*Activity*: Nothing in the records may change. Output them all exactly.

▬▬▬

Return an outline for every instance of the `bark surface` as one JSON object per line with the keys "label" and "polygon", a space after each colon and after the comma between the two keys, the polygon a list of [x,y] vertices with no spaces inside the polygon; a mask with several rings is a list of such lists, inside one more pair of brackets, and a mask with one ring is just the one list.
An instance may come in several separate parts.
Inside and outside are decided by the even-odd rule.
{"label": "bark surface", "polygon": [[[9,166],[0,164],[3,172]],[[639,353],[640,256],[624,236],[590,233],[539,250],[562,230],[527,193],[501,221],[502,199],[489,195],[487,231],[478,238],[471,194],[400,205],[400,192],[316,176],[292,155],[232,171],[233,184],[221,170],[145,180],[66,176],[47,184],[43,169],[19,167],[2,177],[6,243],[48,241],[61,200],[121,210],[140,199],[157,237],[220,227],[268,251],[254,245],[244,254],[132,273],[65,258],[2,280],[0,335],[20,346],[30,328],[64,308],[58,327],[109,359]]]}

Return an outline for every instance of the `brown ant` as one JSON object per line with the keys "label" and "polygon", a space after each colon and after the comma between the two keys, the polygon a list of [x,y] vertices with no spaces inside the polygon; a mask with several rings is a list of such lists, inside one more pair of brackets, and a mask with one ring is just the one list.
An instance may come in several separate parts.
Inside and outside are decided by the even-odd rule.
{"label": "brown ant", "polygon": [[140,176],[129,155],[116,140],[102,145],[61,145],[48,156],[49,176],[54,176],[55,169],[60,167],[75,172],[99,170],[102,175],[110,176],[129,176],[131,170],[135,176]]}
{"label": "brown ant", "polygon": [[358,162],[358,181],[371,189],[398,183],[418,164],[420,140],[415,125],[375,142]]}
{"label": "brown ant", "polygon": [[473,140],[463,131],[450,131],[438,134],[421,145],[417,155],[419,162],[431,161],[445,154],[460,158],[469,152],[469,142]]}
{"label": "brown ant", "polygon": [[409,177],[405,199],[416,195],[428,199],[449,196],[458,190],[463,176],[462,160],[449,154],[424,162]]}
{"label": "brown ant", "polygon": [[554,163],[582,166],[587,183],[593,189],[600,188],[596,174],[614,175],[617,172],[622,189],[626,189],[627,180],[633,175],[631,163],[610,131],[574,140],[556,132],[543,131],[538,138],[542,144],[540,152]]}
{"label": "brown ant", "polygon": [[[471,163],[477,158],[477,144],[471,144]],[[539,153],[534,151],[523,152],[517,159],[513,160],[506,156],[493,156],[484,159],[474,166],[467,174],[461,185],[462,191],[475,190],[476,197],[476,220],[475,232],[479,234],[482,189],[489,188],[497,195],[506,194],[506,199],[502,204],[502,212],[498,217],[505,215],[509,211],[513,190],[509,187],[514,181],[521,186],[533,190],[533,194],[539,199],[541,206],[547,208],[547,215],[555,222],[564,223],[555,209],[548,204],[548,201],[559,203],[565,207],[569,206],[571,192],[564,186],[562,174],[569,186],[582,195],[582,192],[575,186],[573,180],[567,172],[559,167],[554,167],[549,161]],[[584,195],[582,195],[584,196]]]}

▬▬▬

*Task result*:
Return an outline for every instance of the `bark surface` as one JSON object per line with the keys "label" and "polygon", a space after each colon and after the comma between the two keys, the polygon a list of [x,y] vertices with no spaces inside the polygon; a mask with several rings is a list of such lists, inside one more pair of brackets, and a mask with one ring is just the one list.
An instance may come in several separate parts.
Inside and outside are decided by the even-odd rule.
{"label": "bark surface", "polygon": [[[9,166],[0,164],[3,172]],[[639,353],[640,256],[624,236],[590,233],[539,250],[562,230],[527,193],[501,221],[502,199],[489,195],[487,231],[478,238],[471,194],[400,205],[400,192],[316,176],[292,155],[232,171],[233,184],[221,170],[145,180],[66,176],[47,184],[43,169],[19,167],[2,177],[6,243],[48,241],[61,200],[121,210],[140,199],[157,237],[220,227],[268,251],[254,245],[244,254],[132,273],[65,258],[2,280],[0,335],[20,346],[30,328],[64,308],[58,327],[109,359]]]}

Return an outline for every instance of the `brown ant` as one JSON object per line with the keys "label" and "polygon", a space after each colon and after the comma between the two keys, the polygon a list of [x,y] vertices with no spaces inside the polygon; a mask with several rings is a list of such lists, inside one more pair of brackets, and a mask with one ring is just the one list.
An instance may come in several separate parts.
Inside and outside are decided by the even-odd rule.
{"label": "brown ant", "polygon": [[140,176],[129,155],[116,140],[102,145],[61,145],[48,156],[49,176],[54,176],[55,169],[60,167],[75,172],[99,170],[102,175],[110,176],[129,176],[131,170],[135,176]]}
{"label": "brown ant", "polygon": [[358,162],[358,181],[371,189],[398,183],[418,164],[420,140],[415,125],[375,142]]}
{"label": "brown ant", "polygon": [[473,140],[463,131],[450,131],[438,134],[421,145],[417,155],[419,162],[431,161],[445,154],[460,158],[469,152],[469,142]]}
{"label": "brown ant", "polygon": [[409,177],[405,199],[416,195],[428,199],[449,196],[458,190],[463,176],[462,160],[449,154],[424,162]]}
{"label": "brown ant", "polygon": [[554,163],[582,166],[587,183],[593,189],[600,188],[596,174],[614,175],[617,172],[622,189],[626,189],[627,180],[633,175],[631,163],[610,131],[574,140],[556,132],[543,131],[538,138],[542,144],[540,152]]}
{"label": "brown ant", "polygon": [[[471,163],[477,158],[477,144],[471,144]],[[539,153],[534,151],[523,152],[517,159],[513,160],[506,156],[493,156],[484,159],[474,166],[467,174],[461,185],[462,191],[475,190],[476,197],[476,220],[475,232],[479,234],[482,189],[489,188],[497,195],[506,194],[506,199],[502,204],[502,212],[498,217],[505,215],[509,211],[513,190],[509,187],[514,181],[521,186],[533,190],[533,194],[539,199],[541,206],[547,208],[547,215],[555,222],[564,223],[555,209],[548,204],[548,201],[559,203],[565,207],[569,206],[571,192],[564,186],[562,174],[569,186],[582,195],[582,192],[575,186],[573,180],[567,172],[559,167],[554,167],[549,161]],[[584,195],[582,195],[584,196]]]}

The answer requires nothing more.